YOUR INSTRUCTIONS:
Show every line below that contains the word "surface". Case counts.

[Object position labeling entries]
** BEGIN **
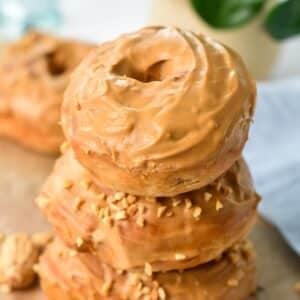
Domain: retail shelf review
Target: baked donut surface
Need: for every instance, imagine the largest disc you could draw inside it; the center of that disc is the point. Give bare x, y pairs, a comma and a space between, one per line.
125, 231
34, 72
163, 110
66, 275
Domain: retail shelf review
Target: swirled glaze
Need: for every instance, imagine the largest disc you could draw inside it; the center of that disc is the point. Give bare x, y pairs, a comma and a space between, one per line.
160, 99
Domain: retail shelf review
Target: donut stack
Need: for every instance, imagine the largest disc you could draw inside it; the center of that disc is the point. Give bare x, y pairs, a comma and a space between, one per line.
151, 199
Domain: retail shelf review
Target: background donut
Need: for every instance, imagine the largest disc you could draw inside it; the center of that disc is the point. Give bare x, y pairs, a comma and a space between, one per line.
34, 72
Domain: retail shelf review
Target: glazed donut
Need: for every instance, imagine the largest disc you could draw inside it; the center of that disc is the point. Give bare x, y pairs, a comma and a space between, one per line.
232, 277
34, 72
159, 112
125, 231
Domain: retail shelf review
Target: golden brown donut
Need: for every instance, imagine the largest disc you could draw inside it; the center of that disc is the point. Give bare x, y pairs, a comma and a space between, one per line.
34, 72
66, 275
126, 231
159, 112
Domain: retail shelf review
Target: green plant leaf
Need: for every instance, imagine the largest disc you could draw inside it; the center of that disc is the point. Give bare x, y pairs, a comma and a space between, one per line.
227, 13
283, 21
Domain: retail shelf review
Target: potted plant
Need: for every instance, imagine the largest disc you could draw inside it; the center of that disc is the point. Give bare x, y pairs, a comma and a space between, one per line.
252, 27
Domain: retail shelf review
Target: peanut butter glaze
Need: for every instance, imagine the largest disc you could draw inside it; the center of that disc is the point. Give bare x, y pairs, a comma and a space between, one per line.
160, 100
125, 231
232, 277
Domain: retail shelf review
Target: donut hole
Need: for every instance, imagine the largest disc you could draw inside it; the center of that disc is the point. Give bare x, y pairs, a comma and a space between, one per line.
155, 72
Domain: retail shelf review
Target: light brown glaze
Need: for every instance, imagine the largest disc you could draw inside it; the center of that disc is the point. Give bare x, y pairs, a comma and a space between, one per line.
159, 112
80, 277
170, 233
34, 72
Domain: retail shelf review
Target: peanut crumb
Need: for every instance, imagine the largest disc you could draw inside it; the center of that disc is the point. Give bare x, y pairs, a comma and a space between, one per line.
43, 202
68, 184
78, 203
131, 199
207, 196
197, 212
64, 147
120, 215
176, 202
219, 205
162, 294
140, 221
85, 184
100, 196
161, 210
188, 203
106, 287
79, 242
297, 287
233, 282
180, 256
119, 196
148, 269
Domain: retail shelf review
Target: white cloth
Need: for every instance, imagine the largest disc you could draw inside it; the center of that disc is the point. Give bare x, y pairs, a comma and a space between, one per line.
273, 153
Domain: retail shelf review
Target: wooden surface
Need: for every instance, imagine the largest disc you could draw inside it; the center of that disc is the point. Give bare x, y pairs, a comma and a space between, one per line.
21, 174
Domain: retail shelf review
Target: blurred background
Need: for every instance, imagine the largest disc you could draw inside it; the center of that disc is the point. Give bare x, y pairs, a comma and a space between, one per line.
266, 37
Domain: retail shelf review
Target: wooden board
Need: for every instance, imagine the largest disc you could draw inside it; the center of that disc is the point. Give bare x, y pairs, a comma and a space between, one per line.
21, 174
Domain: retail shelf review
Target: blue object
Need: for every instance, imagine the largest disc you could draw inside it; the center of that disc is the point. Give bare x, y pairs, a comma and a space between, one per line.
273, 154
18, 16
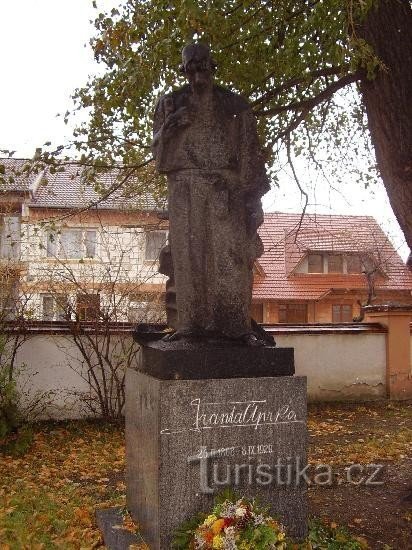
** END **
EXERCISE RESULT:
Target: baked donut surface
Target: wooden surface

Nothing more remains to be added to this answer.